Engagement de caution solidaire - Violation de l'article 1854 du Code civil (non) - Procuration. Acte sous seing privé - Application de l'article 1173 du Code civil (non) - Acte authentique non application de l'article 1173 du Code civil - Portée de l'action récursoire de la caution - Article 1872 du Code civil une autre caution - Contribution de celle-ci à la dette dans la proportion de ses intérêts dans une société

Résumé🔗

L'acte de procuration qui ne contient pas une véritable promesse unilatérale du mandant, lequel ne peut être engagé que par le contrat conclu ensuite par le mandataire agissant en vertu des pouvoirs qui lui ont été conférés, n'est pas soumis à la formalité du « bon pour » prescrite par l'article 1173 du Code civil.

Les actes notariés étant des actes authentiques ne sont pas soumis aux dispositions de l'article 1173 du Code civil.

Données d'annotation d'images

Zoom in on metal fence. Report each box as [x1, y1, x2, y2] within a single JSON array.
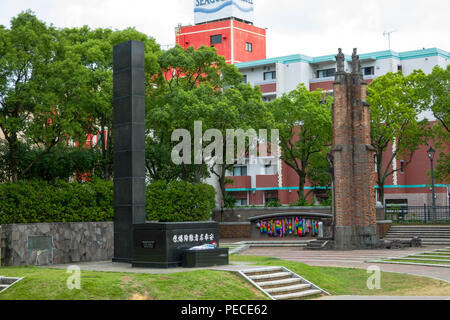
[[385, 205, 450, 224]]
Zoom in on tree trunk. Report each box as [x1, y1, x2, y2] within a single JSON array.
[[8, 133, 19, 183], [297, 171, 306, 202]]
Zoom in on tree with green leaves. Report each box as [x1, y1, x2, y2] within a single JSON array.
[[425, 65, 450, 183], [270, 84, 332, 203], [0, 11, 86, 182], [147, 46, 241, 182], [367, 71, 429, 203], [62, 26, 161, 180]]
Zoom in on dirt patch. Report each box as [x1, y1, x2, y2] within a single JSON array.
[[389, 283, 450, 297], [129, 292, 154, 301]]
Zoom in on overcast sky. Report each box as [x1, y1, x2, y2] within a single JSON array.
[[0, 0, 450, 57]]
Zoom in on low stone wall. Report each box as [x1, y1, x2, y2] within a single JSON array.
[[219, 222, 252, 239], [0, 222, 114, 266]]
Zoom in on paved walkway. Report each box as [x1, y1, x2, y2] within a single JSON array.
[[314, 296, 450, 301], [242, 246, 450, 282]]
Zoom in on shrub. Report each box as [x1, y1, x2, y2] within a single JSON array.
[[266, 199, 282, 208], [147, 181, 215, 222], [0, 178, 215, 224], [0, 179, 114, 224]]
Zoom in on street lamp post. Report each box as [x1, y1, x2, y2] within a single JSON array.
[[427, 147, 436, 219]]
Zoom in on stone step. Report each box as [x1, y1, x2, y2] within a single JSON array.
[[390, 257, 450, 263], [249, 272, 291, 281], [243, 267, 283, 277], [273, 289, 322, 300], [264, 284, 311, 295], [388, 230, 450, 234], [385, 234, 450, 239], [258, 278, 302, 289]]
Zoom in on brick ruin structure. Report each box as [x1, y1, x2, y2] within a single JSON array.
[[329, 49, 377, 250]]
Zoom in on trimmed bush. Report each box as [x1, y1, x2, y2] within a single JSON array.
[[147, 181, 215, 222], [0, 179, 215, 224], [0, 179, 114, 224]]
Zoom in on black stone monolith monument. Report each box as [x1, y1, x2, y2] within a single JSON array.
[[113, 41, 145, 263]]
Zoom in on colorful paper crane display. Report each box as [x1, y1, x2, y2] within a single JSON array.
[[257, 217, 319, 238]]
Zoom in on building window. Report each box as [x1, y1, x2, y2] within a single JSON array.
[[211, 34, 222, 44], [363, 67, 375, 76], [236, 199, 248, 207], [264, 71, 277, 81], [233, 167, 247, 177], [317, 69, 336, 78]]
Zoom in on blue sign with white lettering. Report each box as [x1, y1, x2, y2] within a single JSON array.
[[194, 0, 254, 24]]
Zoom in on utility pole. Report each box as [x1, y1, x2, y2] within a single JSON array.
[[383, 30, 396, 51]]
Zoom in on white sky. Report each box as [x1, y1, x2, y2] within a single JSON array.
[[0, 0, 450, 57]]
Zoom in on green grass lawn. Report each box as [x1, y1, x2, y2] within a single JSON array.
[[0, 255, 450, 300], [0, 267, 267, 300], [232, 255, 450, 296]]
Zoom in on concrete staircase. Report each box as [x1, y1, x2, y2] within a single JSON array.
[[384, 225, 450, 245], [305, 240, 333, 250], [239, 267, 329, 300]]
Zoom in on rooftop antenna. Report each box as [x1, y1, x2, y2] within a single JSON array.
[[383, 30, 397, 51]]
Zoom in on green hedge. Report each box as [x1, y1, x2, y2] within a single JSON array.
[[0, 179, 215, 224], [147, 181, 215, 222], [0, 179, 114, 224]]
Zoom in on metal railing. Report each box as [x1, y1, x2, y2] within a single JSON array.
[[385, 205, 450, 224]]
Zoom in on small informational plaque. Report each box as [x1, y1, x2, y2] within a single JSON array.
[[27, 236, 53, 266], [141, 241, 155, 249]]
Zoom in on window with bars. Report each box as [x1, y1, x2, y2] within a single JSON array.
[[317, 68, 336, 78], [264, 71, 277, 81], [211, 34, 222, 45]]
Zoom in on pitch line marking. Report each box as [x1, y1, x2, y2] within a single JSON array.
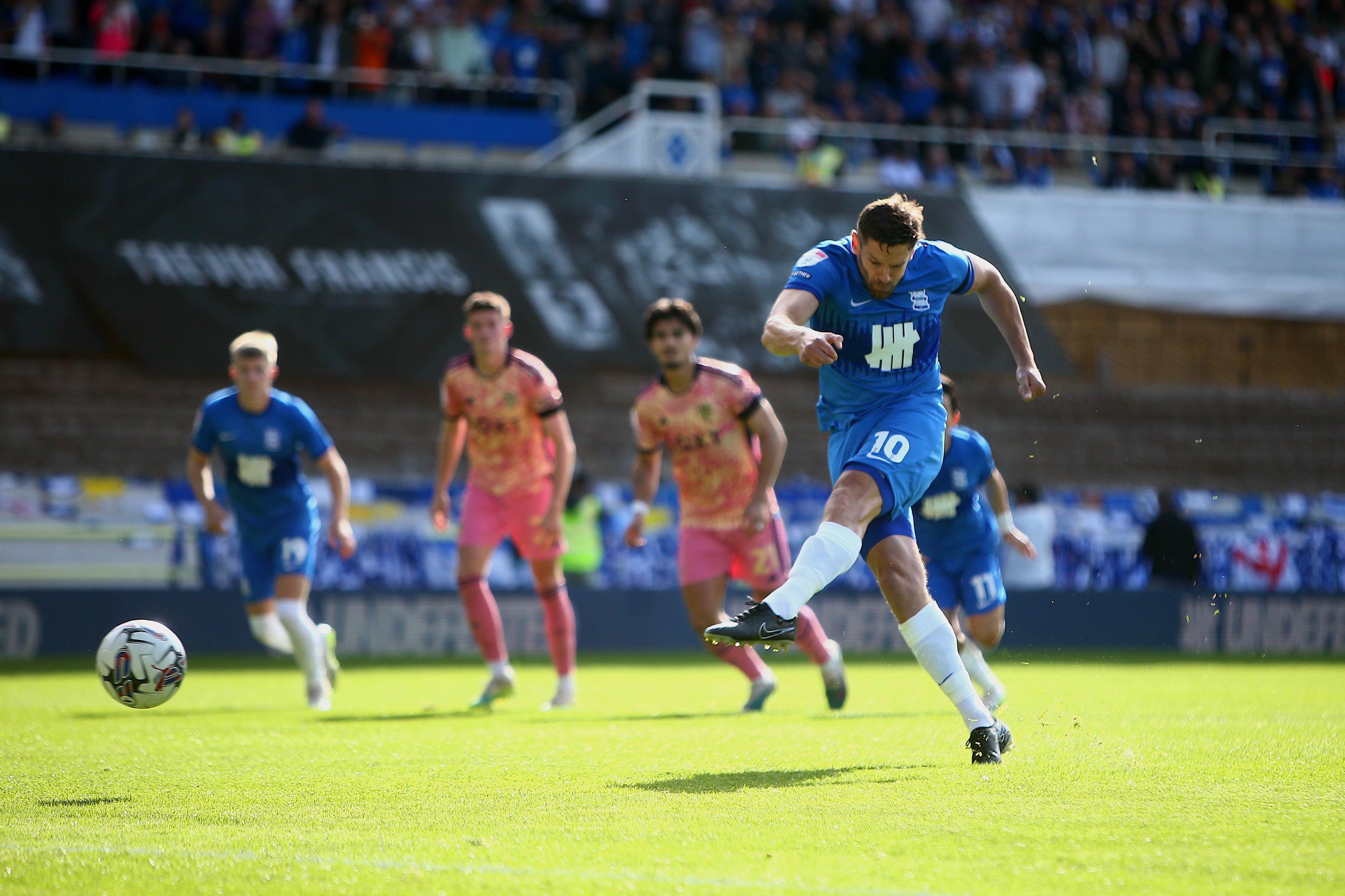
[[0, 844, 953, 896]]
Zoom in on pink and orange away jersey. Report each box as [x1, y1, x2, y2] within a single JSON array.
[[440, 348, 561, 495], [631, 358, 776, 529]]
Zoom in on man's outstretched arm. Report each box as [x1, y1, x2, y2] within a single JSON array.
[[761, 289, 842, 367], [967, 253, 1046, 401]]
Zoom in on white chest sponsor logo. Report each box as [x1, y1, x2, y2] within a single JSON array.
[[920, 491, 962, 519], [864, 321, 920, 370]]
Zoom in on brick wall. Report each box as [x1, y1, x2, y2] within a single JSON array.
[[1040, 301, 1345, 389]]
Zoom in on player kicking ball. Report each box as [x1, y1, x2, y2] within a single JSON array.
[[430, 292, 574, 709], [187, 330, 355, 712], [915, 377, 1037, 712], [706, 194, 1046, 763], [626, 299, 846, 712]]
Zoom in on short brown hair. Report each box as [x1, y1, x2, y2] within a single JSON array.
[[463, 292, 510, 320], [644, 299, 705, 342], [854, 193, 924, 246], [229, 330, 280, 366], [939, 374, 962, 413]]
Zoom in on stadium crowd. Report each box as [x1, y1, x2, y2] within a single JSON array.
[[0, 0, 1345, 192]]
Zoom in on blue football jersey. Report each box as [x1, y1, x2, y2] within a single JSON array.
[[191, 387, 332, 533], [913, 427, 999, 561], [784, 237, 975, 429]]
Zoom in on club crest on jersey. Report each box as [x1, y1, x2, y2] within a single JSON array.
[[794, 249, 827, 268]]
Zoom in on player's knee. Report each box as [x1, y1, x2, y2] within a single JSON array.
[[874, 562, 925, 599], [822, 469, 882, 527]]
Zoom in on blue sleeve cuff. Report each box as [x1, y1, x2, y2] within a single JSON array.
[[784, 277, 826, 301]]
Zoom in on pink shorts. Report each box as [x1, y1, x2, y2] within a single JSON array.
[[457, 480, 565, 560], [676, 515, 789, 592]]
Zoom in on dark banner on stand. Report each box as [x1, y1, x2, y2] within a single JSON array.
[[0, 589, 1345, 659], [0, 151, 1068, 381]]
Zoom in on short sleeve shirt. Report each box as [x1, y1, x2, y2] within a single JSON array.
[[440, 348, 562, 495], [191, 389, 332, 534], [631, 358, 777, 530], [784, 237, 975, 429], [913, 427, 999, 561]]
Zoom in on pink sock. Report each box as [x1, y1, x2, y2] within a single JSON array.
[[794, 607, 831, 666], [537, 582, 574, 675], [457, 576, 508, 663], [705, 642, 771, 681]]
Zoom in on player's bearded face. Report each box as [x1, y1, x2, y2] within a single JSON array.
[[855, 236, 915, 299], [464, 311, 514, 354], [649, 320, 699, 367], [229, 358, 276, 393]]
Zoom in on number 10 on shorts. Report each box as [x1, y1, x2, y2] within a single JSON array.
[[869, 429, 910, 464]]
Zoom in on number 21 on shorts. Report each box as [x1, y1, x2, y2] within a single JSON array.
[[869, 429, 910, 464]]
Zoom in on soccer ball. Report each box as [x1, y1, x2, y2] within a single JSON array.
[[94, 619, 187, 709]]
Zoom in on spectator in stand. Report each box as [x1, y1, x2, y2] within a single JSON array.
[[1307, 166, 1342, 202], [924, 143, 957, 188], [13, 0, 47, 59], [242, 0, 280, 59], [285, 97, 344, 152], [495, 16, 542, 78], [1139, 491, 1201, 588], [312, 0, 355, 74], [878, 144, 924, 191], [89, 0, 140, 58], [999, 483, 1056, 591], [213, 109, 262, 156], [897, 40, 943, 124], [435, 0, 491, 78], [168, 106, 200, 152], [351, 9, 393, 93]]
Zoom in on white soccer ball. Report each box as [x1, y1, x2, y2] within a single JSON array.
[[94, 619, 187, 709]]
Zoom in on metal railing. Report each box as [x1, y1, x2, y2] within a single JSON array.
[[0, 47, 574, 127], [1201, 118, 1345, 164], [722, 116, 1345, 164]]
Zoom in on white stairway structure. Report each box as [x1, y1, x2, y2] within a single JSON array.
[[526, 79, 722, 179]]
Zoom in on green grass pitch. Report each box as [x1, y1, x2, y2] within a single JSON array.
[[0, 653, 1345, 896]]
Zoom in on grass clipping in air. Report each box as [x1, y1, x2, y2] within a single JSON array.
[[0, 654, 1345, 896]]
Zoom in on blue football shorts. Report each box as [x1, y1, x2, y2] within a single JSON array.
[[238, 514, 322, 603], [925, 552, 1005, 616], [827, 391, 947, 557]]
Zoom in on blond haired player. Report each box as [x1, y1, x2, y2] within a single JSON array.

--- Consigne à suivre ---
Indiquez, s'il vous plaît, pourquoi le texte de référence soustrait les actes notariés aux dispositions de l'article 1173 du Code civil.

--- Corrigé ---
Parce que ce sont des actes authentiques.